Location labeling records
>>>

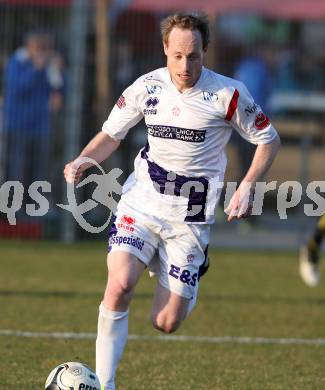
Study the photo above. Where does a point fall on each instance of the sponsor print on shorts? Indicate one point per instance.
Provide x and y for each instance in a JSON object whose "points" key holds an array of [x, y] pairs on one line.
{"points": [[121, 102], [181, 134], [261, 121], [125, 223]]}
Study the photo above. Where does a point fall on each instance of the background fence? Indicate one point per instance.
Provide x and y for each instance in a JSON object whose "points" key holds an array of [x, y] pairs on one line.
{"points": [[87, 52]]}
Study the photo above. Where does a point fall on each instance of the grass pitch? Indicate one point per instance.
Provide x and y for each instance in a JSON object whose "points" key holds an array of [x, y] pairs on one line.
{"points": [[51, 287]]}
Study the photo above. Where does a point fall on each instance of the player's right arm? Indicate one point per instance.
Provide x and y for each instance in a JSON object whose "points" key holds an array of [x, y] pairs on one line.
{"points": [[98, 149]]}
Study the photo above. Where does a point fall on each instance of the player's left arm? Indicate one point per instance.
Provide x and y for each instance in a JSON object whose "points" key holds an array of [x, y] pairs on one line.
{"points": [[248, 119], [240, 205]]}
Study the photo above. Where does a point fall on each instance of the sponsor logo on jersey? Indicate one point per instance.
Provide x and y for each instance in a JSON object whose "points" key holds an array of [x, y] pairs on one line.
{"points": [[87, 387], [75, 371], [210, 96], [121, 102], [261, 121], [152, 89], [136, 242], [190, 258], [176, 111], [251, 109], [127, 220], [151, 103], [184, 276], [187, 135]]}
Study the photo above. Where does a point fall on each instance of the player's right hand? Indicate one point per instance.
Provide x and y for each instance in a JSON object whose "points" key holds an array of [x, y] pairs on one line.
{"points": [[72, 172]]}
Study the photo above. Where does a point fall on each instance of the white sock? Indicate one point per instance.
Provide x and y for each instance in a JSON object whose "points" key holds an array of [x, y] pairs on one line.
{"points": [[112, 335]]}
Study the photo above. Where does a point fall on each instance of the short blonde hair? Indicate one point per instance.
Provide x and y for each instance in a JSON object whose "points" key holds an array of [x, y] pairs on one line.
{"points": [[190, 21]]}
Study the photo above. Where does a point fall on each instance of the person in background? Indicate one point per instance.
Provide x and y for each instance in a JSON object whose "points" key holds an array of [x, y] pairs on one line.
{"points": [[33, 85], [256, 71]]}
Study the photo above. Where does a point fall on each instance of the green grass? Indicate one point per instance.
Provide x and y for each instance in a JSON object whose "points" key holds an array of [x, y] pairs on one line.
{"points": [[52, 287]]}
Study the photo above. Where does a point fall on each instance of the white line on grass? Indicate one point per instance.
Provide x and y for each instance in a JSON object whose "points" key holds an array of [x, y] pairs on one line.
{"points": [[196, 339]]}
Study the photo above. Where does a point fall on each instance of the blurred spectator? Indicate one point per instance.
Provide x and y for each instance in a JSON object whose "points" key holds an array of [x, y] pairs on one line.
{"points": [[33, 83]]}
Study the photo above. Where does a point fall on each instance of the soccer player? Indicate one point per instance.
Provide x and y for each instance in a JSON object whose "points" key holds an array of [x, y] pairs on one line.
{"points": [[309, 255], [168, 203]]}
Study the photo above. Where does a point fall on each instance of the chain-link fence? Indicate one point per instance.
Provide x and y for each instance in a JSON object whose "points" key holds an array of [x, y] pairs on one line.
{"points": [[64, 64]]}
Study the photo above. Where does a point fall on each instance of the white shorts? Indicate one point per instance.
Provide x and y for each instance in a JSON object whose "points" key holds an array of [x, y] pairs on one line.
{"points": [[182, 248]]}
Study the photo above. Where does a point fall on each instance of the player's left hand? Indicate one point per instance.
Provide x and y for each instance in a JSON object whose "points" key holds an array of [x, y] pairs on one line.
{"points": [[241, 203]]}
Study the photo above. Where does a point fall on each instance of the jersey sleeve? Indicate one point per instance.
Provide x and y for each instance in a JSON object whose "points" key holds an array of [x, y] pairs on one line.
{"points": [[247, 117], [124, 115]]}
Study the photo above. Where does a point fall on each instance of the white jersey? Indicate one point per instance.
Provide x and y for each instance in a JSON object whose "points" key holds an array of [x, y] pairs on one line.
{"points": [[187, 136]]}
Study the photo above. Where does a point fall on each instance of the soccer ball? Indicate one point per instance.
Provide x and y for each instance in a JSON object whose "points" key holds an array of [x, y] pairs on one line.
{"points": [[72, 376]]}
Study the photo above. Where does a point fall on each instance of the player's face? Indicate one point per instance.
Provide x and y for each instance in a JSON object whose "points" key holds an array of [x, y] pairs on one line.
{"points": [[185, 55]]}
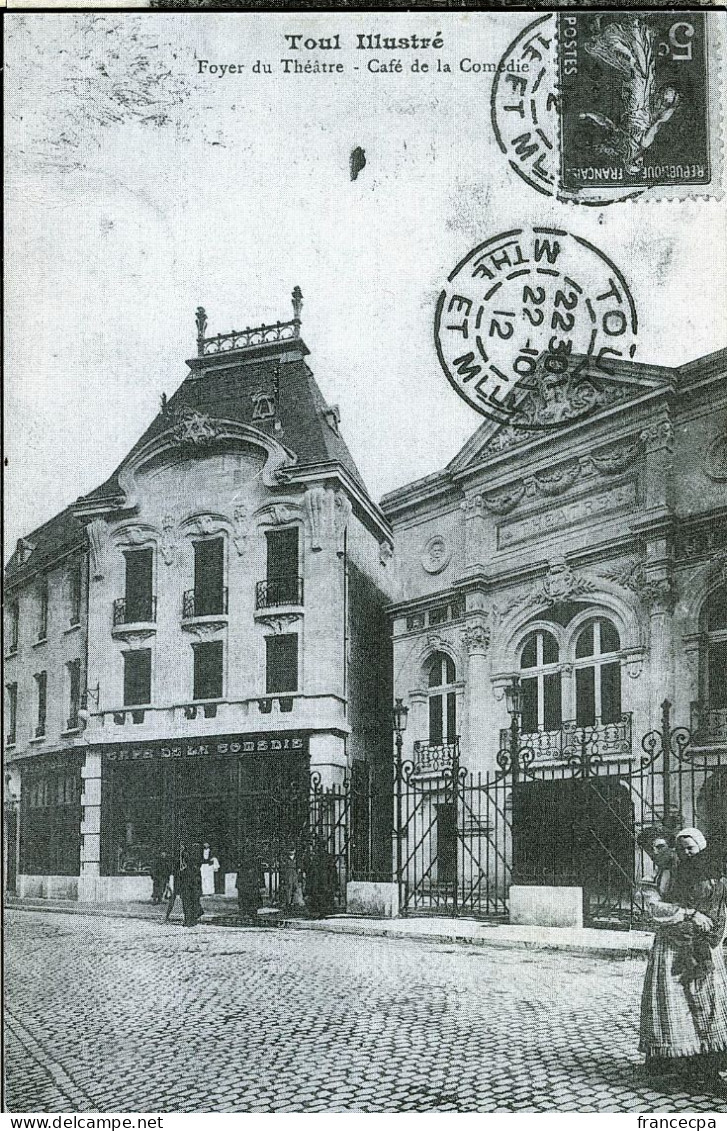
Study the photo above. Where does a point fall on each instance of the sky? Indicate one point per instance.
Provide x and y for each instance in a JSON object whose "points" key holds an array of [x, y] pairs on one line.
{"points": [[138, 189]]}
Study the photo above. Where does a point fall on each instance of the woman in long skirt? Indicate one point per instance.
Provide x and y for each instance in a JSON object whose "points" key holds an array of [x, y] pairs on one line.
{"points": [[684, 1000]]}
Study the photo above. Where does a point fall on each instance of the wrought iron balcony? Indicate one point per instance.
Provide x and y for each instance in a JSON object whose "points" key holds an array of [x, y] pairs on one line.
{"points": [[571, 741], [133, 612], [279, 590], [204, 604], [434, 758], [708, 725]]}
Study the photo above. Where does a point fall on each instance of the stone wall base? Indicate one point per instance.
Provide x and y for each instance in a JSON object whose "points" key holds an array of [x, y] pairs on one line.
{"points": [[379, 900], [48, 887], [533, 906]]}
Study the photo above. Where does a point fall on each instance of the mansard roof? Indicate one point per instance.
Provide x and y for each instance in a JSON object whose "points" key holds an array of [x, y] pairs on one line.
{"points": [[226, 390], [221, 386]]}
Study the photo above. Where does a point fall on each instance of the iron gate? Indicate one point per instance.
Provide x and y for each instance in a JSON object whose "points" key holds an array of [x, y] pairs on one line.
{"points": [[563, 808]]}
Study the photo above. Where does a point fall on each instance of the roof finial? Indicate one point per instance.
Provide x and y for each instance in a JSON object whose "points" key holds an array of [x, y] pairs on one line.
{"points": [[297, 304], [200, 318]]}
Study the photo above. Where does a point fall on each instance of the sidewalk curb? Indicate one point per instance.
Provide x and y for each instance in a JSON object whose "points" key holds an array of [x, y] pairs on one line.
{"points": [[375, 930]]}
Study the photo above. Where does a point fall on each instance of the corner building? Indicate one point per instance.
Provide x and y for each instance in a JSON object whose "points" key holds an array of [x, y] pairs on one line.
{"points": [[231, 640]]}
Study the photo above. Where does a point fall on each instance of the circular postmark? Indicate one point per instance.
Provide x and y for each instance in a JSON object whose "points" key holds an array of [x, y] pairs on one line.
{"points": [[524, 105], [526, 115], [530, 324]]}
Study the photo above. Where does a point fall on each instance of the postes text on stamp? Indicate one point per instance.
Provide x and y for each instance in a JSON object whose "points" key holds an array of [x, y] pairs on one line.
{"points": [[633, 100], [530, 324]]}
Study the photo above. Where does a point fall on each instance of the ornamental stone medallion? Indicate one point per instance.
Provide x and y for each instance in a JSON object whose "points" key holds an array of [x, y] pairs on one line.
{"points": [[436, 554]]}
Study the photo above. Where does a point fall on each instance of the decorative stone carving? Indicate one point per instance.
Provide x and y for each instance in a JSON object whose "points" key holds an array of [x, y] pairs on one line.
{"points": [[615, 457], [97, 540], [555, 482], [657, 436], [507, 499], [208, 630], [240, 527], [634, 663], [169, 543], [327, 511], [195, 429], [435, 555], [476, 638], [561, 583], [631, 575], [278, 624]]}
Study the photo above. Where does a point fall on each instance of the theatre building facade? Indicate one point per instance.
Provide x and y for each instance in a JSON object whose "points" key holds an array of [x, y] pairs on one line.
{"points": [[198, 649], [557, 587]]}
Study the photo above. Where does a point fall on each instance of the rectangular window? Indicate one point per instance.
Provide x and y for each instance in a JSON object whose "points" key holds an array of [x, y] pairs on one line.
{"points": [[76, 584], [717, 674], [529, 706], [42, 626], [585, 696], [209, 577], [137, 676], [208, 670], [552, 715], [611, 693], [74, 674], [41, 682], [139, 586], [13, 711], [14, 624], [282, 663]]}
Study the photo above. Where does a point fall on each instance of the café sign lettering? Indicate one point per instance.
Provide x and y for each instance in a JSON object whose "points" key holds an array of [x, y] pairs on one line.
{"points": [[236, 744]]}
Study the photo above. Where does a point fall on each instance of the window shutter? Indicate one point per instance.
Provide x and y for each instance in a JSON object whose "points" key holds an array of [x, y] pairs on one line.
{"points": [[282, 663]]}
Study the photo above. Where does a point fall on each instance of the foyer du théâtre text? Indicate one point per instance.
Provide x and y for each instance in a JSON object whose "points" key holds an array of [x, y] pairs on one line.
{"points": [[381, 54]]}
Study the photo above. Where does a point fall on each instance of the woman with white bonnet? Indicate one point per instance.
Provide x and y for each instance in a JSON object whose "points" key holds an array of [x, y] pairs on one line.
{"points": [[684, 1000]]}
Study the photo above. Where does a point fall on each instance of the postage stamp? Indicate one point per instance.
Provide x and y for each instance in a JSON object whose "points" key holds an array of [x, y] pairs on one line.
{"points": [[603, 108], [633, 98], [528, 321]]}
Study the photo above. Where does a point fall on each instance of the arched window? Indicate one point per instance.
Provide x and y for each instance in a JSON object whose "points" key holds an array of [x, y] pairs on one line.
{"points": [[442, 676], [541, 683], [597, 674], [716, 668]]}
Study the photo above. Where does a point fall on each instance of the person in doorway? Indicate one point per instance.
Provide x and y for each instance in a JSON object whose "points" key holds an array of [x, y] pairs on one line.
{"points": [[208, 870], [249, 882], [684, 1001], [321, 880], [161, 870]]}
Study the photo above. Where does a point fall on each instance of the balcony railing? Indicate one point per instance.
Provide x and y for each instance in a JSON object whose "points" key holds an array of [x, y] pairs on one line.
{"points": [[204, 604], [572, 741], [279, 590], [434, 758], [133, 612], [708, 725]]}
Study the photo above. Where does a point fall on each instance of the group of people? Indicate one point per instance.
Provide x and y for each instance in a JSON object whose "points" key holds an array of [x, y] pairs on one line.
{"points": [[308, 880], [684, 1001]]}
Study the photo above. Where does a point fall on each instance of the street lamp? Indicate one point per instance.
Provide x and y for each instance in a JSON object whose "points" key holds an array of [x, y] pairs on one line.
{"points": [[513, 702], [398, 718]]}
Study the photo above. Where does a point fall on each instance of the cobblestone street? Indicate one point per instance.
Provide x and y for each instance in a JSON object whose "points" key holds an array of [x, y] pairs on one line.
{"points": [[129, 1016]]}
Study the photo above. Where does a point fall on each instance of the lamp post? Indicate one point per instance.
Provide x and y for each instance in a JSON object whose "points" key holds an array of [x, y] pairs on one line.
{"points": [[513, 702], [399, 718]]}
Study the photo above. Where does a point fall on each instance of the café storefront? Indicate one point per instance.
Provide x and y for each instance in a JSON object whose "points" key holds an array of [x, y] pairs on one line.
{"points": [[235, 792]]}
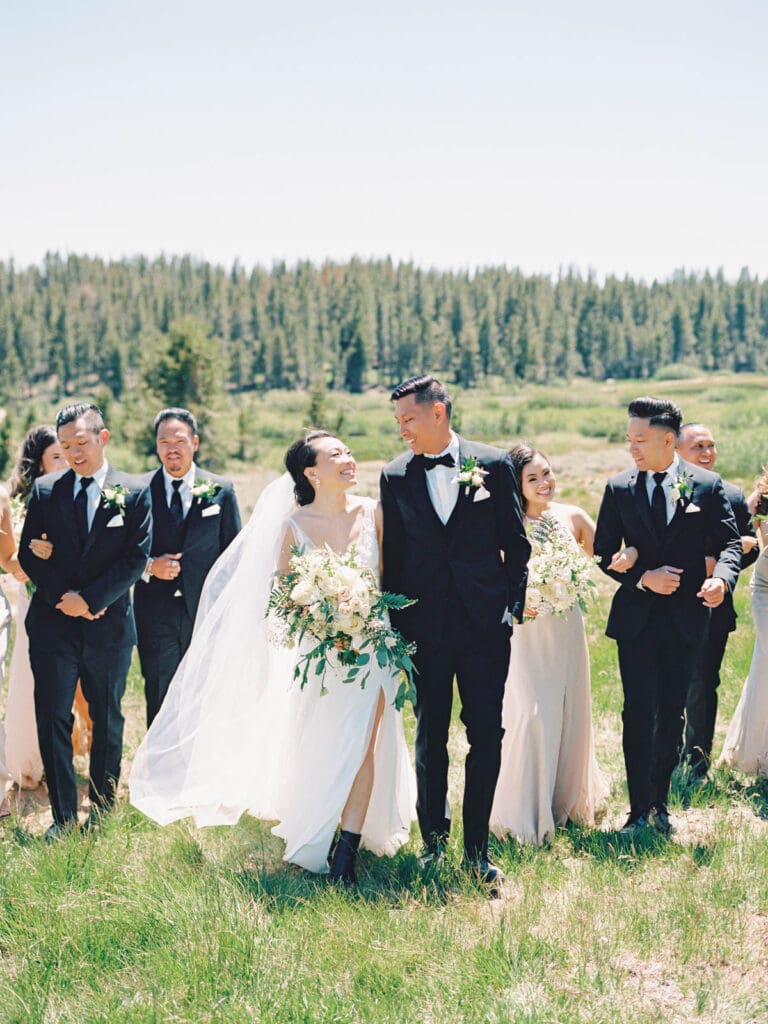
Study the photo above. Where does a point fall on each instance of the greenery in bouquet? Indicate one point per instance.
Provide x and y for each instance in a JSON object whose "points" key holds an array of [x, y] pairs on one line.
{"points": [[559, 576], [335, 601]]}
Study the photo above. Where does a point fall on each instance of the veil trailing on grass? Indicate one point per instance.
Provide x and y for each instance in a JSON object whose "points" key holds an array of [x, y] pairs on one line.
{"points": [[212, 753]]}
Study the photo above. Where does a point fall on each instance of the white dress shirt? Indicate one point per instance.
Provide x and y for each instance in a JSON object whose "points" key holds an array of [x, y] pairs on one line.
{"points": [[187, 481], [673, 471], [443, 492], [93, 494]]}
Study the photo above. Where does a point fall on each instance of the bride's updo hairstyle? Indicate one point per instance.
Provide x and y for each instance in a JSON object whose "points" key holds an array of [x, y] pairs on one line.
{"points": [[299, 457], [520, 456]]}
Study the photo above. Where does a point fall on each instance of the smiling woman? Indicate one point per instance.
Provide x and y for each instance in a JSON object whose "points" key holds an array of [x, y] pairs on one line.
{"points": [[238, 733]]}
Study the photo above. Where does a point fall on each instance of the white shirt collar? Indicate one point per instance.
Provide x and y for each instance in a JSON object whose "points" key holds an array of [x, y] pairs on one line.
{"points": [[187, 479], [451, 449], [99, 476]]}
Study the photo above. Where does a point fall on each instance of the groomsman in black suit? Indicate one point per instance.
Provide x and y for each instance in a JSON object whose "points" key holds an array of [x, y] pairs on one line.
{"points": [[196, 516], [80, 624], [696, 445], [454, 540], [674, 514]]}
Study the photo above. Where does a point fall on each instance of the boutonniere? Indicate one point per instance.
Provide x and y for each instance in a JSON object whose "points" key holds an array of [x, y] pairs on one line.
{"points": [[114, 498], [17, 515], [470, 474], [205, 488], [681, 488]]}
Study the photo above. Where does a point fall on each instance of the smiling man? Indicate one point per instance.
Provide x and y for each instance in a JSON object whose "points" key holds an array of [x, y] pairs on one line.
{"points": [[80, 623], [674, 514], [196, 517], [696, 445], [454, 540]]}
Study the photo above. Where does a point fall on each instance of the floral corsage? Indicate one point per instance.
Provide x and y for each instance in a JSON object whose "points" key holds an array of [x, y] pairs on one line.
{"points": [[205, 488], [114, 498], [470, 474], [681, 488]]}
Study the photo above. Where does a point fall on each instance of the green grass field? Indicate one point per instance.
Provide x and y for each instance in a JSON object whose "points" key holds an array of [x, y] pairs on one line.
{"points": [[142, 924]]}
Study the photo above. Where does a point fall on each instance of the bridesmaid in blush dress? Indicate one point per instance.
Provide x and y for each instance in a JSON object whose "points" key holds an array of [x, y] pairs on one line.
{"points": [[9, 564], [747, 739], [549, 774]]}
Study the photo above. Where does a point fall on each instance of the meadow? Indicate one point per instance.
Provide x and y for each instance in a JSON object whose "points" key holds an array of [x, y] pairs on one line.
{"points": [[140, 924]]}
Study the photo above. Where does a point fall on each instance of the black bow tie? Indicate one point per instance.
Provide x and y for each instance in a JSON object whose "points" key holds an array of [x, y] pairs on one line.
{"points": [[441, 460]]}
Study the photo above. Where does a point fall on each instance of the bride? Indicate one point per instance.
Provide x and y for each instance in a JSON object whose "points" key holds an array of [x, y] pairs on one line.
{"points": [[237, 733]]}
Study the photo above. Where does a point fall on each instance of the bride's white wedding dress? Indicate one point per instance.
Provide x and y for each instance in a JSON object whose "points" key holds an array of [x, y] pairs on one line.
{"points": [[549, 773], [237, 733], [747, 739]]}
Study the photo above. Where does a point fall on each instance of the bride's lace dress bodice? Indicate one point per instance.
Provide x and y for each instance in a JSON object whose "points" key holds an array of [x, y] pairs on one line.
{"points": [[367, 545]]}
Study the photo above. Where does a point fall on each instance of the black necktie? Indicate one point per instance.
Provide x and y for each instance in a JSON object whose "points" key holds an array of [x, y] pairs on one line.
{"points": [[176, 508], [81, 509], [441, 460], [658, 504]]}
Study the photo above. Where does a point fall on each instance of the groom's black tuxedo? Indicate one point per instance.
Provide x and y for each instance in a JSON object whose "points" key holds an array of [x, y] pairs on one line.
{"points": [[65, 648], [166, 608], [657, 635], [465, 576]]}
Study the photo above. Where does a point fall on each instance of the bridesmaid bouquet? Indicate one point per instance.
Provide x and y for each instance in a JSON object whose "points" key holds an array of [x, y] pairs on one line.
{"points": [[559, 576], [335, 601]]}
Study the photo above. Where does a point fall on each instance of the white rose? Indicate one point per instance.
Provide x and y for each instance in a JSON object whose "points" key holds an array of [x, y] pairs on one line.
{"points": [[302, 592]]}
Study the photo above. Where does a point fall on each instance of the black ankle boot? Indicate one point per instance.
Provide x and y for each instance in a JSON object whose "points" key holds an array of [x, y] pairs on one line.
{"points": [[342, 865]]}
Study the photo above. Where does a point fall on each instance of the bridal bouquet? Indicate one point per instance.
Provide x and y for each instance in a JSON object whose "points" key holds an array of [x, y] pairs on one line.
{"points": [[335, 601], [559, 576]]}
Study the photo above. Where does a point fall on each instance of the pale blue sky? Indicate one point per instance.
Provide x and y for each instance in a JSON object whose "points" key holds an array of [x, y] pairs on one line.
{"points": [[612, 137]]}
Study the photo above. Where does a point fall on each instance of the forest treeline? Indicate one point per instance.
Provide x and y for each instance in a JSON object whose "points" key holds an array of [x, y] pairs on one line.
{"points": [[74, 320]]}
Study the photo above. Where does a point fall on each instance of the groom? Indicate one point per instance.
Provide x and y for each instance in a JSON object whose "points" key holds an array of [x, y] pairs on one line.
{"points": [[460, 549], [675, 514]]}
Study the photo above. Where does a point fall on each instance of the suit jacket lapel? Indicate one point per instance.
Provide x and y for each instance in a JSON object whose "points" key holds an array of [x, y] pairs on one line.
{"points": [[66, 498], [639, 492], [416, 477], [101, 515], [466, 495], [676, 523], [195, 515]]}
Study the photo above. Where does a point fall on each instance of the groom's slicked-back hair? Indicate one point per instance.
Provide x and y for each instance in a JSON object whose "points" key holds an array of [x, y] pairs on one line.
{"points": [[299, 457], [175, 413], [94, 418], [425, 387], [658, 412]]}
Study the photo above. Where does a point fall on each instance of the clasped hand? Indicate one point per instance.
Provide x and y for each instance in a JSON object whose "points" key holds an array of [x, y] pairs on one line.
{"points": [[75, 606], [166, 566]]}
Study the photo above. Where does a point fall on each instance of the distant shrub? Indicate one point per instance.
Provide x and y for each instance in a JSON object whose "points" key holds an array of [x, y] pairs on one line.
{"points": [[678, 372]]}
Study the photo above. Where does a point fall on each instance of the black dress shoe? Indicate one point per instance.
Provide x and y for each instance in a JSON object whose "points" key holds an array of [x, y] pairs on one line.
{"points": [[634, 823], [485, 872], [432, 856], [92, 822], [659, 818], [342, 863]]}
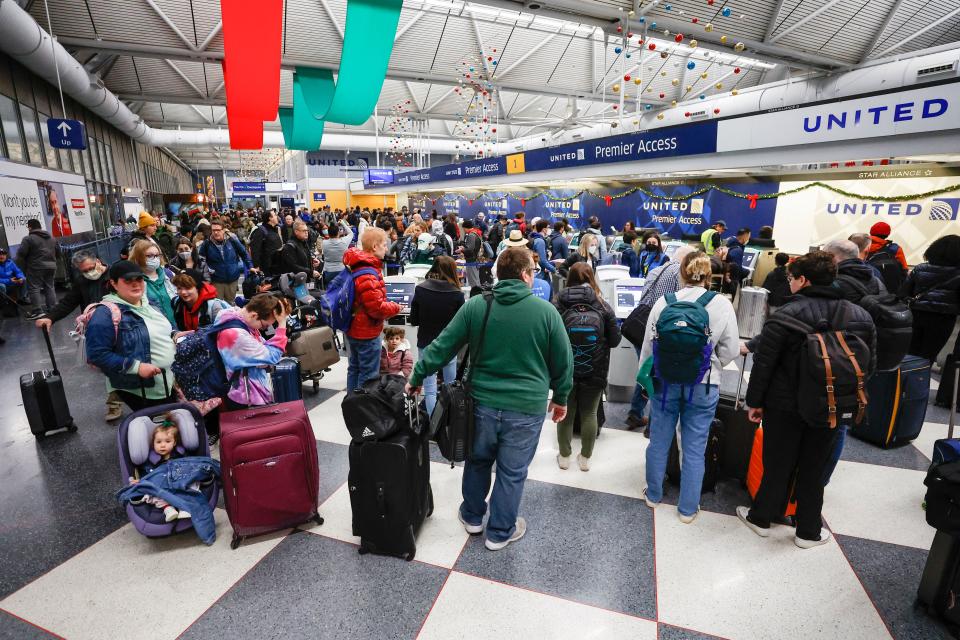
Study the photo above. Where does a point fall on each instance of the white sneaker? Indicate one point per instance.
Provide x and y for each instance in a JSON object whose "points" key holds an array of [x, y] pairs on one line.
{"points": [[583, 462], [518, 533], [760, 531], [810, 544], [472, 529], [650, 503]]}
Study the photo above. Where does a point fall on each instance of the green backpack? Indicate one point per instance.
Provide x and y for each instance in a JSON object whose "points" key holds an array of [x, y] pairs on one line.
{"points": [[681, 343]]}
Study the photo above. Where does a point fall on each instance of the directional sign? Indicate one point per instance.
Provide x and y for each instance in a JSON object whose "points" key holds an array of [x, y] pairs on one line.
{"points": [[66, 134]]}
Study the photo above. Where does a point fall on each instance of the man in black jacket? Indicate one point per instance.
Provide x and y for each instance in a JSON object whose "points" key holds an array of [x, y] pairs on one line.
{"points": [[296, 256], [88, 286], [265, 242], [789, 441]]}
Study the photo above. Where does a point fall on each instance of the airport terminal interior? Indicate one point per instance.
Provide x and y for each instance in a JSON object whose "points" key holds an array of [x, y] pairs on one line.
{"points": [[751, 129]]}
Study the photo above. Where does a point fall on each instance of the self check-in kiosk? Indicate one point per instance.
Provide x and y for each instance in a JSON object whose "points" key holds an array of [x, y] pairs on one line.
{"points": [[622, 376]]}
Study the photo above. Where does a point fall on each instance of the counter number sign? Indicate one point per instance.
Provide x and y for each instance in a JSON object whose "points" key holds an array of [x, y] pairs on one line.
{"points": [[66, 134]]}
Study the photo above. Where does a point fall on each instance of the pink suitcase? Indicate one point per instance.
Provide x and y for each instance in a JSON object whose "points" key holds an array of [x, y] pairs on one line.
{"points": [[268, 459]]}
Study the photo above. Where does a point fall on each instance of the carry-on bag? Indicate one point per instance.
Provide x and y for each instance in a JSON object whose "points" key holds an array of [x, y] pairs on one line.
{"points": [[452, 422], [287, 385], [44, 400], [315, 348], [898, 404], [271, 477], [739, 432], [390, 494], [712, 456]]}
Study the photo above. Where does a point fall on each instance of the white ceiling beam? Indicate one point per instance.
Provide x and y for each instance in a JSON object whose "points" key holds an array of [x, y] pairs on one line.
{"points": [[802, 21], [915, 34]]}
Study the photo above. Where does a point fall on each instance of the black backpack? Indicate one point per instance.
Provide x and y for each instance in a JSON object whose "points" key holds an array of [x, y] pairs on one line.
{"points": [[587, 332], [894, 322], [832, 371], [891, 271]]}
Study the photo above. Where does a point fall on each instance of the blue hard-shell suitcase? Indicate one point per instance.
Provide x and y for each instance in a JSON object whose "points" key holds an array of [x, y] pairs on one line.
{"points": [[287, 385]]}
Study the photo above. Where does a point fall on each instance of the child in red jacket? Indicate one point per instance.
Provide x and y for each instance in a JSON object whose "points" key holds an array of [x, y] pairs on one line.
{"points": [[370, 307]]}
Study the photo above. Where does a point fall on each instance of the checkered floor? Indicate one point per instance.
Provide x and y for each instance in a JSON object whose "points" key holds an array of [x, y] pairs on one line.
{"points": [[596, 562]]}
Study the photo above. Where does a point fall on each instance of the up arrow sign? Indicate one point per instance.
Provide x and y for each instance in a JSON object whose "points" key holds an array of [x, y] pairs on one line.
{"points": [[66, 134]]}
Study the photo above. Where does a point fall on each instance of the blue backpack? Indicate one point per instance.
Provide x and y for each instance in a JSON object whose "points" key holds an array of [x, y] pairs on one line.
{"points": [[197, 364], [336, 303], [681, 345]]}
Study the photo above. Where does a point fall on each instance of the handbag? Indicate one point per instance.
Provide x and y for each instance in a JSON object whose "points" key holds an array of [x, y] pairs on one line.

<<<

§ What the exercise asks: Print the line containing "red jacket? Indicate one point per instance." and every line after it to the end of the records above, exactly as written, and nothing else.

§ Response below:
Study the photo above. Where does a point fall on each instance of the child in red jacket? Indicate one point per instance.
Provide x and y for each instance in a JSON object whose "points" key holds an array of [x, y] pairs on one line.
{"points": [[370, 307]]}
Study the photo above. Where does a point fall on each instance of the checkered floor? Indicate one point per instance.
Provide x and y for each instance in a JSON object whose "points" key holds an array of [x, y] pairs on one line.
{"points": [[596, 562]]}
Study the photo above. Where does a point fall on each instance of the up arrow sign? Indicate one point per instance.
Provide x and y for each instance in a JSON object whose "points" key holds an array of [x, y] pairs on one line.
{"points": [[66, 134]]}
Study the photo above. Where does a point fall on each instance of the blue backpack? Indicate one point per instance.
Provide x and y for each instance in a JSON object whose "points" key holds an array of [x, y] pairs on one line.
{"points": [[197, 364], [336, 303], [681, 345]]}
Study the photo above. Where does a point fall on each instance of the handbag? Indicate one point per instance.
Provide x and y for each instance in a JSON object whose "points" key holds an array of [x, y] pairs on one line.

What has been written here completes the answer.